▸ **What the task requires**
Leaving out every picture, retype the lines below from the top through the one that contains "Task: point to every instance of the hedge".

(Beginning of Data supplied)

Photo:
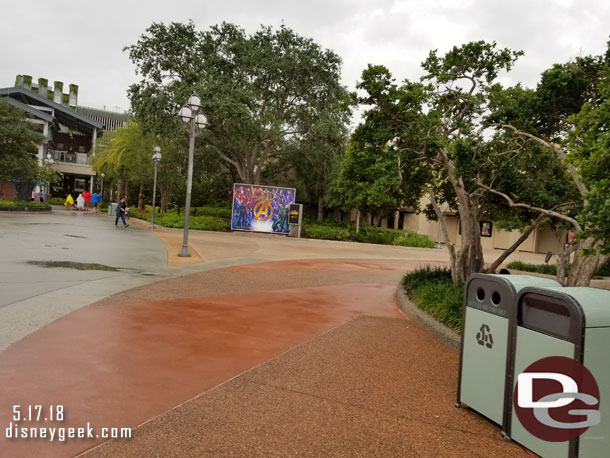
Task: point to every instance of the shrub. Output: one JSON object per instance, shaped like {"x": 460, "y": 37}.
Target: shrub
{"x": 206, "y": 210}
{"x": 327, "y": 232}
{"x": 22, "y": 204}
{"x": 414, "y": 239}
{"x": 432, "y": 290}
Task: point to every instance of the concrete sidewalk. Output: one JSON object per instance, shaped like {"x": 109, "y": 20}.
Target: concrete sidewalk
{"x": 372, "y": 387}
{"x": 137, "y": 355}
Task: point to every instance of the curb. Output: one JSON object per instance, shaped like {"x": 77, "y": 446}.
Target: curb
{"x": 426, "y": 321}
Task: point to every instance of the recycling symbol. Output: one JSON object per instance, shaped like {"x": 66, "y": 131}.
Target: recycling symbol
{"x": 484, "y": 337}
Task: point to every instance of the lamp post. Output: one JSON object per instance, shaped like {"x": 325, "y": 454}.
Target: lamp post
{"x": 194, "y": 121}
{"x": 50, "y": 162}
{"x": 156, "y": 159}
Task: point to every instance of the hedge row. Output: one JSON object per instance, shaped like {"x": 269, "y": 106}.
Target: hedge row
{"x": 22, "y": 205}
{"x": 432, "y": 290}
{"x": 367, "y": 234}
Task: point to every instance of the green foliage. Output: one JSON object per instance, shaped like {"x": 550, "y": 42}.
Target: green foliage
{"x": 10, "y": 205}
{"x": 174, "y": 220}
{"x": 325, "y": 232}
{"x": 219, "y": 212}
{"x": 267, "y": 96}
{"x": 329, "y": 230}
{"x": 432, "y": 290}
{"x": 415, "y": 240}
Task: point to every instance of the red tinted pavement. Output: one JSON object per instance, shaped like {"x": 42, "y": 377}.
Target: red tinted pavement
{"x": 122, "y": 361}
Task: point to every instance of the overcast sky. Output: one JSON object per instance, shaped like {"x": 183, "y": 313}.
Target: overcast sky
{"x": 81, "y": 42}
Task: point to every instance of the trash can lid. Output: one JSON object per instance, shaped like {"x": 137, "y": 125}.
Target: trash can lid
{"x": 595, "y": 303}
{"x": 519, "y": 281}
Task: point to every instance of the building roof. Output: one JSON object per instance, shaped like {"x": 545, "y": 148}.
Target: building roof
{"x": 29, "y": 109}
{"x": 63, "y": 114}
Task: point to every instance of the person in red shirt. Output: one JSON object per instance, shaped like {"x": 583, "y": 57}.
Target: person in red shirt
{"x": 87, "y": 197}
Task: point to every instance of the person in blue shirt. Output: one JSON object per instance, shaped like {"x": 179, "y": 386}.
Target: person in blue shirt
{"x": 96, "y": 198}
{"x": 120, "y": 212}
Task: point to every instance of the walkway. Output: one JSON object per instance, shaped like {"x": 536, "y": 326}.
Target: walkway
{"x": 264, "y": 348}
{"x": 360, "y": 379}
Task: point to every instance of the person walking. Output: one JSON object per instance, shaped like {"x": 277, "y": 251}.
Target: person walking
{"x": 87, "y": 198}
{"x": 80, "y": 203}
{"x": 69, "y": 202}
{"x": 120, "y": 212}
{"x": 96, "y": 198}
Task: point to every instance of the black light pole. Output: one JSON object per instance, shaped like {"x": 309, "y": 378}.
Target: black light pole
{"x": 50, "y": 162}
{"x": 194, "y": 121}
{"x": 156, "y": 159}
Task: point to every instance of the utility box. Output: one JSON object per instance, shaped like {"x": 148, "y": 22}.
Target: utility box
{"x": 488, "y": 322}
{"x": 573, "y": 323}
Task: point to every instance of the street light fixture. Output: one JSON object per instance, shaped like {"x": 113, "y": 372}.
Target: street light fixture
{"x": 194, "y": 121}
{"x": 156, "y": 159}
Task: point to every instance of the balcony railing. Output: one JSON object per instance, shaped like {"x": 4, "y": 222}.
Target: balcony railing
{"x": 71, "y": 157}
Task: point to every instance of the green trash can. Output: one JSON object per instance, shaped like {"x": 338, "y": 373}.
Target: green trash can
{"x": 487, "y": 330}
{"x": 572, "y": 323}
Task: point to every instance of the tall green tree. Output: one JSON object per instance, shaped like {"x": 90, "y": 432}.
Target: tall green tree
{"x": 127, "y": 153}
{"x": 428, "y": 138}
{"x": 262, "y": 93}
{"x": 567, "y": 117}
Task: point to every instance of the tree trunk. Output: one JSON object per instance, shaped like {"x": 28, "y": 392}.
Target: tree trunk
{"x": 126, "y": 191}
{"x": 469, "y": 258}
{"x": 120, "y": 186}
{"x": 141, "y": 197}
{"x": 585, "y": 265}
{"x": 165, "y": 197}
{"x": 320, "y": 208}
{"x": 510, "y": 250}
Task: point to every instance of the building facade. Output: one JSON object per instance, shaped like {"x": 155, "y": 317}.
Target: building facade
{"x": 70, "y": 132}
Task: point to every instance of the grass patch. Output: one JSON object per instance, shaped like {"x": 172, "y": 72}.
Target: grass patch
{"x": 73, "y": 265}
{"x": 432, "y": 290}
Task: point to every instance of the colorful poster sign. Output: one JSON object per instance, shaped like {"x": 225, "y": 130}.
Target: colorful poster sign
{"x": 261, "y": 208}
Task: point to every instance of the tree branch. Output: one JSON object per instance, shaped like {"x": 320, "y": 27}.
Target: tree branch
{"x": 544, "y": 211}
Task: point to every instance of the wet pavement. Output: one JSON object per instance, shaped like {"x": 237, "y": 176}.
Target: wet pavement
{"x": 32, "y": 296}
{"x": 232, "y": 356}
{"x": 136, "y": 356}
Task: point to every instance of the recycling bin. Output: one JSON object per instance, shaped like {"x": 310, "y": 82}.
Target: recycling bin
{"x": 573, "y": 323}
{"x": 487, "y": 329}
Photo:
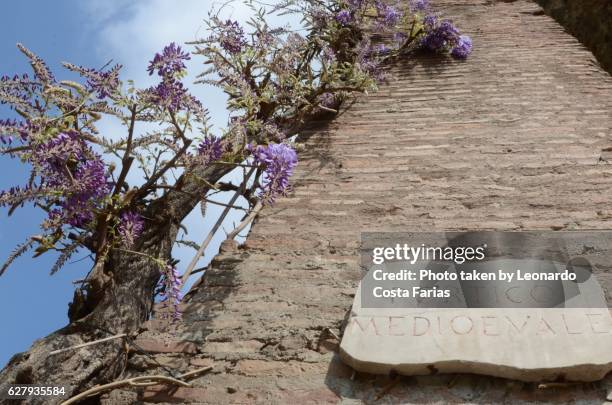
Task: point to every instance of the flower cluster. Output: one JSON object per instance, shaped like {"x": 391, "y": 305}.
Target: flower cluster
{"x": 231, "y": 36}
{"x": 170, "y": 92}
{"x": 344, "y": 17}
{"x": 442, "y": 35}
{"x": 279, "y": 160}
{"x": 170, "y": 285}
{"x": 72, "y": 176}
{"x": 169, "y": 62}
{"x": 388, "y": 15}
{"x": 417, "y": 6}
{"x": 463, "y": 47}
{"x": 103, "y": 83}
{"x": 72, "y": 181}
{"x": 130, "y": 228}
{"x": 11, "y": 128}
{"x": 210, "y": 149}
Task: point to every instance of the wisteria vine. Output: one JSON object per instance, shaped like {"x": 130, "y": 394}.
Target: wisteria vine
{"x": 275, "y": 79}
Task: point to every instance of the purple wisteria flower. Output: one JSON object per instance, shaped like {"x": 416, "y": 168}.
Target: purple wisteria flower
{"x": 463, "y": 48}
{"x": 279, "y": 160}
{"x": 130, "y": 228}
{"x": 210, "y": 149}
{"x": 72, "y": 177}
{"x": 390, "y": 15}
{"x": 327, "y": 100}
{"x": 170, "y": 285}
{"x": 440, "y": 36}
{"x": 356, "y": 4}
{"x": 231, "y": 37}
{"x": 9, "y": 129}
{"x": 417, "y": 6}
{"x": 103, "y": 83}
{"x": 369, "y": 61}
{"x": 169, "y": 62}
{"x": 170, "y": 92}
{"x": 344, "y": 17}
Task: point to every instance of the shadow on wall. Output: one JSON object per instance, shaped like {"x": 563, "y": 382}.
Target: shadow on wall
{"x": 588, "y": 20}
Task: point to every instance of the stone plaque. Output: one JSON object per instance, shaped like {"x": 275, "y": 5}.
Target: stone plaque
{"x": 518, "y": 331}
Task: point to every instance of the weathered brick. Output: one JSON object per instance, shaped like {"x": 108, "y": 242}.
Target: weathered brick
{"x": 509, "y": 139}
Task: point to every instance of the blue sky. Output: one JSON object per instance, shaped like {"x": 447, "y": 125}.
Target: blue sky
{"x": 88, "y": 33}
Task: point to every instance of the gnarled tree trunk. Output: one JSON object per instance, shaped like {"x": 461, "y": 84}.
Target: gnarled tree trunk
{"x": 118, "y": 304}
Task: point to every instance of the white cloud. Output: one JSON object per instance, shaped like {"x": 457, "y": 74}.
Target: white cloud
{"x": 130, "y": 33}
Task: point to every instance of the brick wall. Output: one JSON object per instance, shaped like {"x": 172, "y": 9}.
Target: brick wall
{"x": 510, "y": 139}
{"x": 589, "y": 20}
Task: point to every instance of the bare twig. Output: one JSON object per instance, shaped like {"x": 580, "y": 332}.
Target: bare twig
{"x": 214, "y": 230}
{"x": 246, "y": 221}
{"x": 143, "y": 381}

(End of Data supplied)

▸ **Task answer**
Photo:
Task: point to every instance of the shrub. Output: one JSON object per instance, shaped like {"x": 460, "y": 37}.
Target: shrub
{"x": 206, "y": 210}
{"x": 327, "y": 232}
{"x": 22, "y": 204}
{"x": 414, "y": 239}
{"x": 432, "y": 290}
Task: point to every instance of the concrete sidewalk. Output: one JSON object per instance, shaped like {"x": 109, "y": 20}.
Target: concrete sidewalk
{"x": 372, "y": 387}
{"x": 137, "y": 355}
Task: point to every instance of the curb. Output: one JSON object per instance, shaped like {"x": 77, "y": 446}.
Target: curb
{"x": 426, "y": 321}
Task: point to every instance of the recycling symbol. Output: one JSON object per instance, shaped like {"x": 66, "y": 131}.
Target: recycling symbol
{"x": 484, "y": 337}
Task: point to every instance of the lamp post. Output: one JSON object per instance, shaped like {"x": 325, "y": 454}.
Target: lamp post
{"x": 194, "y": 121}
{"x": 50, "y": 162}
{"x": 156, "y": 159}
Task: point to every instance of the hedge row. Output: one JSON object per instance, shaped like {"x": 269, "y": 106}.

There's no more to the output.